# Directions:
Copy the entries below word for word, leaving out the pictures.

# Dataset records:
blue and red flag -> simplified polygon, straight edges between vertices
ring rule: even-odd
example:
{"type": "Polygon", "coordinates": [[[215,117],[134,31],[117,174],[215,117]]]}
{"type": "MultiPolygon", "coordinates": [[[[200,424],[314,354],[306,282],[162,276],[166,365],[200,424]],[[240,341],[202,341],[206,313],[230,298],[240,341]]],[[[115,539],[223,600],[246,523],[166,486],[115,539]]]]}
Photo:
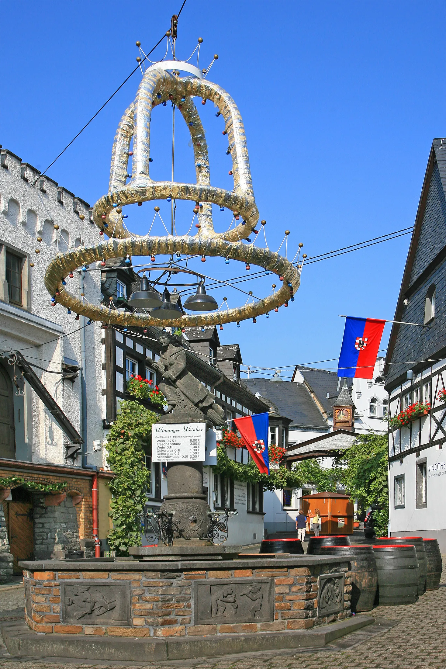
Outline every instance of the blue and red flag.
{"type": "Polygon", "coordinates": [[[235,418],[234,423],[259,471],[269,475],[268,414],[255,413],[252,416],[235,418]]]}
{"type": "Polygon", "coordinates": [[[372,379],[385,320],[348,316],[338,365],[338,376],[372,379]]]}

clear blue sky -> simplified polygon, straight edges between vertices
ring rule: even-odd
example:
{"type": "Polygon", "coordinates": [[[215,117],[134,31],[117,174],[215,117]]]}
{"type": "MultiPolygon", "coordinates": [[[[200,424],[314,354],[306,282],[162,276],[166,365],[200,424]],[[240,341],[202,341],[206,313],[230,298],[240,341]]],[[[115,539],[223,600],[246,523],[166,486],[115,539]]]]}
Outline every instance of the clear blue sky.
{"type": "MultiPolygon", "coordinates": [[[[3,146],[43,170],[134,68],[136,40],[146,52],[180,6],[179,0],[3,0],[3,146]]],[[[432,139],[445,135],[445,7],[429,0],[187,0],[177,56],[188,58],[198,37],[201,67],[219,54],[209,78],[241,110],[271,248],[287,228],[292,250],[302,241],[315,256],[413,225],[432,139]]],[[[155,55],[162,57],[162,47],[155,55]]],[[[48,172],[90,204],[107,191],[116,128],[140,79],[131,78],[48,172]]],[[[169,179],[171,112],[158,110],[152,175],[169,179]]],[[[199,110],[212,183],[231,188],[223,121],[209,104],[199,110]]],[[[179,129],[179,181],[193,180],[187,141],[179,129]]],[[[192,206],[182,210],[188,226],[192,206]]],[[[135,231],[151,221],[152,207],[129,212],[135,231]]],[[[215,215],[223,229],[219,215],[215,215]]],[[[336,357],[344,328],[338,314],[393,317],[409,240],[309,266],[292,305],[256,324],[225,326],[221,343],[238,341],[246,363],[284,369],[336,357]]],[[[243,271],[233,263],[206,269],[229,276],[243,271]]],[[[263,295],[269,280],[251,288],[263,295]]],[[[237,296],[231,299],[235,305],[237,296]]],[[[388,332],[386,326],[384,345],[388,332]]]]}

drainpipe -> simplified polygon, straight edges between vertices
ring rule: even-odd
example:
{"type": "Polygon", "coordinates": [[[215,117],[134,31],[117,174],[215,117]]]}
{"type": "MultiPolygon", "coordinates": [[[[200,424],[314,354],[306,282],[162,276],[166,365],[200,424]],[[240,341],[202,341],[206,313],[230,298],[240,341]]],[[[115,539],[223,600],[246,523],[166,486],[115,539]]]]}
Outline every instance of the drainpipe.
{"type": "MultiPolygon", "coordinates": [[[[79,272],[79,293],[84,293],[84,272],[79,272]]],[[[85,356],[85,316],[80,317],[80,422],[82,435],[82,467],[87,466],[87,373],[85,356]]]]}
{"type": "Polygon", "coordinates": [[[99,541],[99,518],[98,514],[98,474],[93,474],[93,486],[92,490],[93,504],[93,539],[94,539],[94,557],[101,557],[101,544],[99,541]]]}

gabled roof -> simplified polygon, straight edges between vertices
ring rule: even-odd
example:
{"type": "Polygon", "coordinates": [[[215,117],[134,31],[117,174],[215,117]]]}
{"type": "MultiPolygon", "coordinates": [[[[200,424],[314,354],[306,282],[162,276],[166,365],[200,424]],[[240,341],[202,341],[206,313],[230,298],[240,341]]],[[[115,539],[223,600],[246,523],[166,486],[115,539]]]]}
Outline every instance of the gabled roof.
{"type": "MultiPolygon", "coordinates": [[[[397,308],[394,316],[395,320],[404,321],[405,304],[406,294],[411,289],[413,291],[416,289],[417,284],[422,284],[423,278],[427,279],[429,273],[431,272],[435,266],[444,262],[446,258],[446,138],[438,138],[434,139],[432,142],[432,147],[427,162],[427,167],[425,175],[421,195],[417,211],[415,223],[412,233],[411,245],[409,246],[406,265],[405,267],[401,287],[397,302],[397,308]],[[435,193],[431,191],[435,189],[435,193]],[[443,218],[442,228],[437,231],[436,233],[430,235],[431,239],[429,242],[423,237],[423,222],[425,221],[425,214],[427,213],[427,205],[429,198],[429,192],[436,200],[437,210],[439,215],[443,218]],[[421,254],[422,260],[417,261],[417,250],[419,246],[423,245],[423,253],[421,254]],[[426,248],[427,244],[429,248],[426,248]],[[419,266],[416,266],[416,264],[419,266]]],[[[427,225],[431,225],[432,221],[438,223],[437,216],[432,217],[427,215],[427,225]]],[[[429,233],[429,230],[426,231],[426,235],[429,233]]],[[[408,320],[413,320],[409,318],[408,320]]],[[[391,336],[387,347],[387,354],[384,367],[384,374],[391,381],[395,382],[399,377],[405,377],[406,371],[411,369],[412,365],[408,363],[407,365],[399,365],[398,373],[391,370],[390,363],[393,357],[395,350],[395,345],[401,330],[403,330],[405,336],[405,330],[408,332],[408,337],[412,337],[412,333],[409,331],[409,326],[401,325],[400,323],[394,323],[392,326],[391,336]]],[[[419,329],[419,328],[417,328],[419,329]]],[[[421,329],[421,328],[420,328],[421,329]]],[[[407,354],[403,359],[407,360],[407,354]]],[[[428,355],[429,357],[429,355],[428,355]]],[[[417,360],[420,359],[420,354],[417,355],[417,360]]]]}
{"type": "MultiPolygon", "coordinates": [[[[327,415],[332,413],[333,401],[337,398],[340,392],[338,390],[339,377],[337,373],[329,371],[328,369],[316,369],[315,367],[306,367],[302,365],[296,365],[293,379],[296,377],[296,372],[300,372],[304,377],[308,390],[310,393],[314,393],[322,410],[326,411],[327,415]]],[[[353,379],[348,379],[347,387],[351,388],[352,385],[353,379]]]]}
{"type": "Polygon", "coordinates": [[[211,341],[213,339],[217,345],[220,345],[217,328],[215,325],[205,325],[204,332],[201,327],[186,328],[186,334],[189,341],[211,341]]]}
{"type": "Polygon", "coordinates": [[[340,451],[350,448],[358,436],[348,429],[336,429],[328,434],[308,439],[288,446],[287,460],[310,460],[312,458],[327,458],[337,455],[340,451]]]}
{"type": "MultiPolygon", "coordinates": [[[[282,416],[292,419],[290,428],[312,427],[328,429],[322,413],[303,383],[289,381],[272,383],[269,379],[246,379],[241,382],[255,395],[268,399],[282,416]]],[[[265,400],[266,401],[266,400],[265,400]]]]}
{"type": "Polygon", "coordinates": [[[219,346],[217,349],[217,360],[233,360],[235,363],[241,363],[241,353],[238,344],[225,344],[219,346]]]}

# Result:
blue and red flag -> simplified polygon, straight edges between vertices
ring rule: even-odd
example:
{"type": "Polygon", "coordinates": [[[215,117],[134,31],[117,174],[215,117]]]}
{"type": "MultiPolygon", "coordinates": [[[[200,424],[314,354],[306,282],[162,276],[166,365],[200,424]],[[240,341],[202,341],[206,313],[230,298],[240,341]]],[[[115,539],[223,600],[246,523],[166,486],[115,539]]]]}
Photo:
Outline every instance of the blue and red flag.
{"type": "Polygon", "coordinates": [[[235,418],[234,423],[259,471],[269,475],[268,414],[255,413],[252,416],[235,418]]]}
{"type": "Polygon", "coordinates": [[[372,379],[385,320],[348,316],[338,365],[338,376],[372,379]]]}

clear blue sky -> simplified polygon, straight edges between vertices
ring rule: even-odd
example:
{"type": "Polygon", "coordinates": [[[215,117],[134,31],[117,174],[215,117]]]}
{"type": "MultiPolygon", "coordinates": [[[[200,424],[314,354],[306,282],[162,276],[166,365],[200,424]],[[240,341],[202,341],[206,313],[230,298],[240,341]]],[[[115,539],[223,600],[246,523],[166,486],[115,539]]]]}
Outline every instance of the clear blue sky.
{"type": "MultiPolygon", "coordinates": [[[[3,146],[43,170],[134,68],[136,40],[146,52],[180,6],[179,0],[3,0],[3,146]]],[[[432,139],[445,135],[445,7],[429,0],[187,0],[177,56],[188,58],[198,37],[201,67],[219,54],[209,78],[241,110],[271,248],[287,228],[292,250],[302,241],[315,256],[413,225],[432,139]]],[[[155,55],[162,57],[162,47],[155,55]]],[[[48,172],[90,204],[107,191],[116,128],[140,79],[131,78],[48,172]]],[[[169,179],[171,112],[158,110],[152,175],[169,179]]],[[[199,110],[212,183],[231,188],[223,121],[209,104],[199,110]]],[[[179,129],[179,181],[193,180],[187,141],[179,129]]],[[[192,206],[182,210],[188,226],[192,206]]],[[[135,231],[151,221],[152,207],[129,212],[135,231]]],[[[215,215],[223,229],[219,215],[215,215]]],[[[336,357],[344,328],[338,314],[393,317],[409,240],[309,266],[292,305],[256,324],[225,326],[221,343],[238,341],[246,363],[284,369],[336,357]]],[[[243,271],[233,263],[206,269],[229,276],[243,271]]],[[[263,295],[269,280],[251,288],[263,295]]],[[[237,296],[231,299],[235,305],[237,296]]],[[[388,332],[386,326],[384,345],[388,332]]]]}

drainpipe -> simplified polygon, straight edges between vertices
ring rule: even-odd
example:
{"type": "Polygon", "coordinates": [[[215,117],[134,31],[117,174],[215,117]]]}
{"type": "MultiPolygon", "coordinates": [[[[200,424],[314,354],[306,282],[162,276],[166,365],[200,424]],[[240,341],[202,341],[206,313],[230,298],[240,341]]],[[[115,539],[223,600],[246,523],[166,486],[115,539]]]]}
Outline every instance of the drainpipe.
{"type": "MultiPolygon", "coordinates": [[[[79,272],[79,293],[84,293],[84,272],[79,272]]],[[[85,356],[85,316],[80,317],[80,422],[82,435],[82,467],[87,466],[87,373],[85,356]]]]}
{"type": "Polygon", "coordinates": [[[99,541],[99,518],[98,514],[98,474],[93,474],[93,486],[92,490],[93,504],[93,539],[94,539],[94,557],[101,557],[101,544],[99,541]]]}

gabled roof -> simplified polygon, straight edges between vertices
ring rule: even-odd
example:
{"type": "Polygon", "coordinates": [[[215,117],[134,31],[117,174],[215,117]]]}
{"type": "MultiPolygon", "coordinates": [[[[200,424],[314,354],[306,282],[162,276],[166,365],[200,424]],[[240,341],[202,341],[206,313],[230,298],[240,341]]],[[[115,539],[223,600],[246,523],[166,486],[115,539]]]]}
Outline every instance of the gabled roof.
{"type": "MultiPolygon", "coordinates": [[[[397,308],[394,316],[395,320],[404,321],[405,304],[406,294],[411,289],[413,291],[416,289],[417,284],[422,284],[423,278],[427,279],[429,273],[431,272],[435,266],[444,262],[446,258],[446,138],[438,138],[434,139],[432,142],[432,147],[427,162],[427,167],[425,175],[421,195],[417,211],[415,223],[412,233],[411,245],[409,246],[406,265],[405,267],[401,287],[397,302],[397,308]],[[435,193],[431,191],[435,189],[435,193]],[[443,218],[442,228],[437,231],[436,233],[430,235],[431,239],[429,242],[423,237],[423,222],[425,221],[425,214],[427,213],[427,205],[429,198],[429,192],[436,200],[437,210],[439,215],[443,218]],[[421,254],[422,260],[417,261],[417,250],[419,246],[423,245],[423,253],[421,254]],[[426,248],[427,244],[429,248],[426,248]],[[419,266],[416,266],[416,264],[419,266]]],[[[427,225],[431,225],[432,221],[438,223],[437,216],[432,217],[427,215],[427,225]]],[[[429,233],[429,230],[426,231],[426,235],[429,233]]],[[[408,320],[413,320],[409,318],[408,320]]],[[[391,336],[387,347],[387,354],[384,367],[384,374],[391,381],[395,382],[399,377],[405,377],[406,371],[411,369],[412,365],[408,363],[407,365],[399,365],[398,373],[391,370],[390,363],[393,357],[395,350],[395,345],[401,330],[403,330],[405,336],[405,330],[408,332],[408,337],[412,337],[412,333],[409,331],[409,326],[401,325],[400,323],[394,323],[392,326],[391,336]]],[[[419,329],[419,328],[417,328],[419,329]]],[[[421,329],[421,328],[420,328],[421,329]]],[[[407,354],[403,359],[407,360],[407,354]]],[[[428,355],[429,357],[429,355],[428,355]]],[[[417,360],[420,359],[420,354],[417,355],[417,360]]]]}
{"type": "MultiPolygon", "coordinates": [[[[327,415],[332,413],[333,401],[337,398],[340,392],[338,390],[339,377],[337,373],[329,371],[328,369],[316,369],[315,367],[306,367],[302,365],[296,365],[293,379],[296,377],[296,372],[300,372],[304,377],[308,390],[310,393],[314,393],[322,410],[326,411],[327,415]]],[[[353,379],[348,379],[347,387],[351,388],[352,385],[353,379]]]]}
{"type": "Polygon", "coordinates": [[[211,341],[213,339],[217,345],[220,345],[217,328],[215,325],[205,325],[204,332],[201,327],[186,328],[186,334],[189,341],[211,341]]]}
{"type": "Polygon", "coordinates": [[[340,451],[350,448],[358,436],[348,429],[336,429],[328,434],[308,439],[288,446],[287,460],[310,460],[312,458],[327,458],[337,455],[340,451]]]}
{"type": "MultiPolygon", "coordinates": [[[[282,416],[292,419],[290,428],[312,427],[328,429],[322,413],[303,383],[289,381],[272,383],[269,379],[246,379],[241,382],[255,395],[268,399],[282,416]]],[[[265,400],[266,401],[266,400],[265,400]]]]}
{"type": "Polygon", "coordinates": [[[219,346],[217,349],[217,360],[233,360],[235,363],[241,363],[241,353],[238,344],[225,344],[219,346]]]}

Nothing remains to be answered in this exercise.